==== DATA TO USE ====

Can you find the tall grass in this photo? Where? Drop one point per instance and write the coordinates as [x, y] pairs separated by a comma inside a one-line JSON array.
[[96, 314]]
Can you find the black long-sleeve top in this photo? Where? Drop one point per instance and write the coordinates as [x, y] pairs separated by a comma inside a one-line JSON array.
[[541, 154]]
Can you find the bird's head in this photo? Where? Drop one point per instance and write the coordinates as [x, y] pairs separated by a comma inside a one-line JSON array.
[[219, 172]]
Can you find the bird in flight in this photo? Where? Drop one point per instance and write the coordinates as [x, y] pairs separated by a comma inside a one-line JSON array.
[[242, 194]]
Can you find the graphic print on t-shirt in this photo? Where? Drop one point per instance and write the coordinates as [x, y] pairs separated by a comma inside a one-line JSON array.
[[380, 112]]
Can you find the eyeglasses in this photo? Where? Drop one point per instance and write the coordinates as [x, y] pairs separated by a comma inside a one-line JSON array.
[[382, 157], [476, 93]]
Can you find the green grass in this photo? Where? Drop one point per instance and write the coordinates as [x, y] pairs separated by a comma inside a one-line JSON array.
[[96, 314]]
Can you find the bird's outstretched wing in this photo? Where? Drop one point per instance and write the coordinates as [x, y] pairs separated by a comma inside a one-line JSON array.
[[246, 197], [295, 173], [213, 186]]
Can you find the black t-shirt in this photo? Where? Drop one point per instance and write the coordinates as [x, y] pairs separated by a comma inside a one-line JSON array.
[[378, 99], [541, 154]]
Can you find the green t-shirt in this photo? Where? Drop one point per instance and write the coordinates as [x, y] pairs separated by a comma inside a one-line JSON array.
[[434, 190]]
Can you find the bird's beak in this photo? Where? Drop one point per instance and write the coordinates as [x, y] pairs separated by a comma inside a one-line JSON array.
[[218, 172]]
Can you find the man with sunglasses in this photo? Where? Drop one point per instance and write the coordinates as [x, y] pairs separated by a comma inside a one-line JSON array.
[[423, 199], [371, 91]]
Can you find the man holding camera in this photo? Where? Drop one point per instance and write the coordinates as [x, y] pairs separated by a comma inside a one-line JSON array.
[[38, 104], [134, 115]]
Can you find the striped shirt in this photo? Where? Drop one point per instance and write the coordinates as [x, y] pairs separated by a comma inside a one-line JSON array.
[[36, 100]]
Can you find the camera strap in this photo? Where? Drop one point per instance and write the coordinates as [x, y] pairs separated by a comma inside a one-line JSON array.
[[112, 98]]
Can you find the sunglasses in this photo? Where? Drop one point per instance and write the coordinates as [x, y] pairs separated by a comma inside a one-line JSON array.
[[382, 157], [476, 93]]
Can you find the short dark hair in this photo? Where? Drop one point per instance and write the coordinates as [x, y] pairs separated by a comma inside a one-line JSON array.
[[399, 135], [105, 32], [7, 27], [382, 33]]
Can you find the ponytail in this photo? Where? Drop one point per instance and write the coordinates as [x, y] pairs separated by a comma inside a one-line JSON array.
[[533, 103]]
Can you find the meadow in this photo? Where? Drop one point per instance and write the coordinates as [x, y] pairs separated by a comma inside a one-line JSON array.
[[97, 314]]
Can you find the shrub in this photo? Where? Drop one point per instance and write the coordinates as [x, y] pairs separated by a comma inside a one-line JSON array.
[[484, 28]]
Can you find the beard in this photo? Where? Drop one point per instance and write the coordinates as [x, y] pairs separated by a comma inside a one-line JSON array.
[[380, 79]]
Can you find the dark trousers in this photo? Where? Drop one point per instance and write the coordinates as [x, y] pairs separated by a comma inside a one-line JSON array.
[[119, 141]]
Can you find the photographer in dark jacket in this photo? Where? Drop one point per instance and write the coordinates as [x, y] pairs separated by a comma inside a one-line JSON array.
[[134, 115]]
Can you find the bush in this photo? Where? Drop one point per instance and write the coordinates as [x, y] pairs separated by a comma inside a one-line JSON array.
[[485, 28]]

====

- WHAT NEEDS TO BE DONE -
Please give back all of the data exactly as it appears.

- TASK OUTPUT -
Can you find the tall grass in this photo? Where? Drop one point per instance and write the coordinates as [x, y] pairs separated by a comma inside a one-line JSON array.
[[96, 314]]
Can you find the black long-sleeve top in this photo? Where? Drop one point per instance and write the coordinates as [x, y] pairs separated by a comma inside a one-line JSON array.
[[541, 154]]
Can you find the bird's head in this photo? Where? Drop one point per instance and write the coordinates as [x, y] pairs separated by a comma inside a one-line JSON array.
[[219, 172]]
Can you find the bird in flight in this photo? Where? Drop one point per instance and write the coordinates as [x, y] pairs separated by a comma inside a one-line JSON array.
[[242, 194]]
Can you find the graphic print on t-shirt in this photo? Where? Drop one point per instance and write the coordinates as [x, y] pairs separated by a comma inside a one-line JSON array.
[[380, 112]]
Can you find the eyeglasses in this photo? Where? Drop one point per instance and write the coordinates as [x, y] pairs separated by a comma inside a one-line JSON array.
[[382, 157], [476, 93]]
Can you find the green grass in this photo? Where? Drop one point per instance and write the coordinates as [x, y] pairs separated by a comma inside a one-line JSON array.
[[96, 314]]
Can you find the bird's outstretched wing in this photo? Where? Drop one point per instance and write the coordinates as [x, y] pairs separated by a comma inside a one-line JSON array.
[[246, 197], [295, 173], [213, 186]]
Can you find the black t-shirt in this photo? Where? Drop one point per instance and write the coordinates as [x, y] pairs separated by a comma inside a one-line JSON array.
[[378, 99], [541, 154]]
Can you find the green t-shirt in this photo? Where? Drop one point per instance and write the coordinates as [x, y] pairs separated by a comma inside a one-line JSON array.
[[434, 190]]
Can you find the bird's beak in this photo? Where? Drop one point per instance and write the coordinates as [x, y] pairs separated by a comma inside a one-line JSON array.
[[218, 172]]
Can you find the man with sunglasses in this photo? Where? Drop one point per instance and write the coordinates as [x, y] pairs separated by a comma inside a one-line JSON array.
[[423, 199], [371, 91]]
Can you find the man holding camera in this photo? Where? Drop one point per instance and write the coordinates as [x, y] pairs separated by a comma inside a one-line JSON array.
[[38, 104], [134, 115]]
Can you find the striped shirt in this photo? Where? Drop one point per instance and write the coordinates as [x, y] pairs separated by a comma inside a one-line JSON array.
[[36, 100]]
Can you find the camera strap in this photo? Where? Drop one point per instance and write the coordinates as [x, y] pairs separated by a comma inside a one-line JSON array.
[[112, 98]]
Can you find the sunglasses in this photo? Where? Drop one point per instance and write the coordinates as [x, y] pairs separated by a comma inside a one-line JSON array.
[[382, 157], [476, 93]]
Can you find the short dark hair in this photo? Where? Drop one point per instance and write the coordinates as [x, y] pairs separated by a comma inside a one-line JSON array.
[[399, 135], [105, 32], [7, 27], [382, 33]]
Can you find the ponytail in this photo? Where? Drop one point per instance and write the coordinates as [x, y] pairs separated by a comma inside a one-line JSON array.
[[533, 103]]
Can you find the meadow in this photo? Where? Drop one point per instance and write the coordinates as [x, y] pairs separated by a comma inside a one-line JSON array.
[[97, 314]]
Can you find the shrub in this photo? Where? Drop one point per instance and write the coordinates as [x, y] pairs separated by a comma inside a one-line JSON array.
[[484, 28]]
Can you find the beard in this photo? Where? Drop one point per instance and write the coordinates as [x, y] pairs separated by a comma inside a one-line JSON array.
[[380, 79]]
Can you find the dark trousers in this photo? Where? Drop one point per instance and write the coordinates as [x, y] pairs separated by a comma inside a one-line JSON array.
[[119, 141]]
Can you find the photographer in dark jacket in this photo? Where? Drop one point per instance and write the coordinates as [x, y] pairs separated by a comma inside a one-line JSON array.
[[134, 115]]
Can you find the bush in this photo? Where? Drop one point per instance and write the coordinates as [x, y] pairs separated by a comma inside a one-line JSON array.
[[485, 28]]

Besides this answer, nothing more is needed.